Stated problem 1
Translate this sentence from the Data Analyst Agent page into Spanish: "Ask a question in English; get an answer, a chart, and the SQL that produced them."
Stated problem 2
From the Data Analyst Agent page, copy the passage that opens with the words containing "Natural-language-to-SQL-to-chart pipeline. Ask" and closes with "no hallucinated numbers.", swapping in "test database" wherever "fixture database" appears.

Text extract
Skip to content

Data Analyst Agent#

Natural-language-to-SQL-to-chart pipeline. Ask a question in English; get an answer, a chart, and the SQL that produced them.

What it does#

Takes a question like "What are the top 5 customers by total spend?" and produces:

  1. A SQL query against the fixture database
  2. A matplotlib chart saved to ./charts/
  3. A 2-sentence plain-English summary
  4. The SQL itself (so you can sanity-check)

All grounded in a real SQLite database — no hallucinated numbers.

Architecture#

  • Ch 3a (Agent Loop) — the reason-act-observe cycle
  • Ch 3b (Tools & MCP) — 6-tool registry: schema introspection, SQL execution, chart rendering, summarization
  • Ch 5 (Evaluation) — structured output validation ensures the SQL is syntactically correct before execution
Question ──► list_tables + describe_table ──► run_sql ──► make_chart ──► summarize_result
                                                                            └── explain_query

Tools#

Tool Purpose
list_tables() Schema: all table names
describe_table(name) Columns, types, 3-row sample
run_sql(query) Execute against fixtures/sample.db
make_chart(data, chart_type, title) Save a PNG with matplotlib
summarize_result(data) 2-sentence takeaway
explain_query(sql) Human-readable SQL explanation

Fixture database#

fixtures/sample.db is seeded by fixtures/seed.py with three tables:

  • customers (id, name, email, signup_date, country) — 100 rows
  • orders (id, customer_id, total, date, status) — 250 rows
  • products (id, sku, name, category, price) — 50 rows

Run python fixtures/seed.py to regenerate.

Cost estimate#

~$0.02 per query on a Haiku+Sonnet mix (Haiku for schema, Sonnet for SQL generation).

Data provided
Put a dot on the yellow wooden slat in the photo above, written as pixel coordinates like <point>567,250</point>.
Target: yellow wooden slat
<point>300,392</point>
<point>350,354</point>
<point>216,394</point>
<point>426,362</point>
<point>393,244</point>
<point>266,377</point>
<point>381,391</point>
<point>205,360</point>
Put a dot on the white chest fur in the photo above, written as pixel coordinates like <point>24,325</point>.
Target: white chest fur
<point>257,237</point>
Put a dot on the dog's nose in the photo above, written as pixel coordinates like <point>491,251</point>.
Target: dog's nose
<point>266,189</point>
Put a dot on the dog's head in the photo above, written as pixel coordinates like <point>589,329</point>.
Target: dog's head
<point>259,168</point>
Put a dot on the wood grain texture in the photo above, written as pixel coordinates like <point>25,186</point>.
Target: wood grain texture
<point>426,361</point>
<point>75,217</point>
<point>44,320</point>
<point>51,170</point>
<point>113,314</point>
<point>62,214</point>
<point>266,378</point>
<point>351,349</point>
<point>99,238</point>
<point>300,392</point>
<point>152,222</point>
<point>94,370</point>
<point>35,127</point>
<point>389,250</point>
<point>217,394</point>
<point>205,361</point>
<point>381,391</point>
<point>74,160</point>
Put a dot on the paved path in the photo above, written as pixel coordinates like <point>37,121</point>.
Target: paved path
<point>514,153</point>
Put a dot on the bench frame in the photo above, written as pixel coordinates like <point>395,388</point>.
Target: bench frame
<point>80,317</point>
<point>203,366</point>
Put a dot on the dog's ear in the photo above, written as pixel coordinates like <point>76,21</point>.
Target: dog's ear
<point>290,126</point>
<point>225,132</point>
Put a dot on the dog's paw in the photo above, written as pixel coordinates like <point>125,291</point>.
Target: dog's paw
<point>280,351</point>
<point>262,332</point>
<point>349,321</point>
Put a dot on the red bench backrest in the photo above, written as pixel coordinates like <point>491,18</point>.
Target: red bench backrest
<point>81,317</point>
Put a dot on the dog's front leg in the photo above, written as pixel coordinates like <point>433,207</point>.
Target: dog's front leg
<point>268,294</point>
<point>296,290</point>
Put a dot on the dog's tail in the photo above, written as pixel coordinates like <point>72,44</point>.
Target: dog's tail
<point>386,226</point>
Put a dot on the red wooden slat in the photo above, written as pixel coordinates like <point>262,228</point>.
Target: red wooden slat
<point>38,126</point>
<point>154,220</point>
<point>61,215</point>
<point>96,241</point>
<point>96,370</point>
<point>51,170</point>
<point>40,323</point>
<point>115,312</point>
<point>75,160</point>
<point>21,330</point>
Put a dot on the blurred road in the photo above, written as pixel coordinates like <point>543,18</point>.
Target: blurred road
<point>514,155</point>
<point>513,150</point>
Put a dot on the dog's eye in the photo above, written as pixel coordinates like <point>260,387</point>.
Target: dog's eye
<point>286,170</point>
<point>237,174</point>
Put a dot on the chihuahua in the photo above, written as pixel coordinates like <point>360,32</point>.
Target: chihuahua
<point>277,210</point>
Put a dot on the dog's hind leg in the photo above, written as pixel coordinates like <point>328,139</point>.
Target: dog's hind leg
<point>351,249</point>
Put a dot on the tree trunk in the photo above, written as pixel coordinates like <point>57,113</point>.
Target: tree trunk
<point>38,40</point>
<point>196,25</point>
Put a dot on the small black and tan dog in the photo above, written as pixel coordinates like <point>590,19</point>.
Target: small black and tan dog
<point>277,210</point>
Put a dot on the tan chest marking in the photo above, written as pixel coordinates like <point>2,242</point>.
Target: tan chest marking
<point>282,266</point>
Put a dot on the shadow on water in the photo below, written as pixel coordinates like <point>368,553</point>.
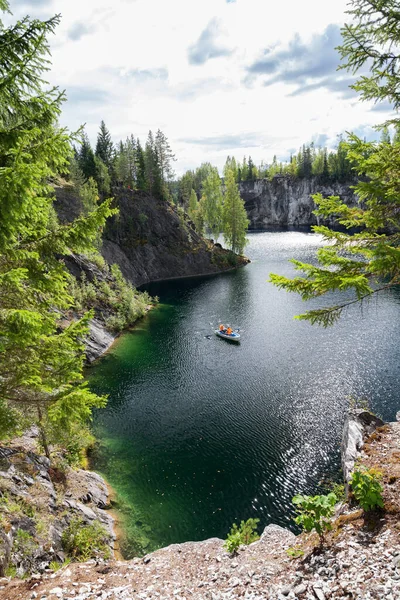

Written solution 1
Haz una pregunta en inglés; obtén una respuesta, un gráfico y el SQL que los produjo.

Written solution 2
Natural-language-to-SQL-to-chart pipeline. Ask a question in English; get an answer, a chart, and the SQL that produced them.

What it does#

Takes a question like "What are the top 5 customers by total spend?" and produces:

  1. A SQL query against the test database
  2. A matplotlib chart saved to ./charts/
  3. A 2-sentence plain-English summary
  4. The SQL itself (so you can sanity-check)

All grounded in a real SQLite database — no hallucinated numbers.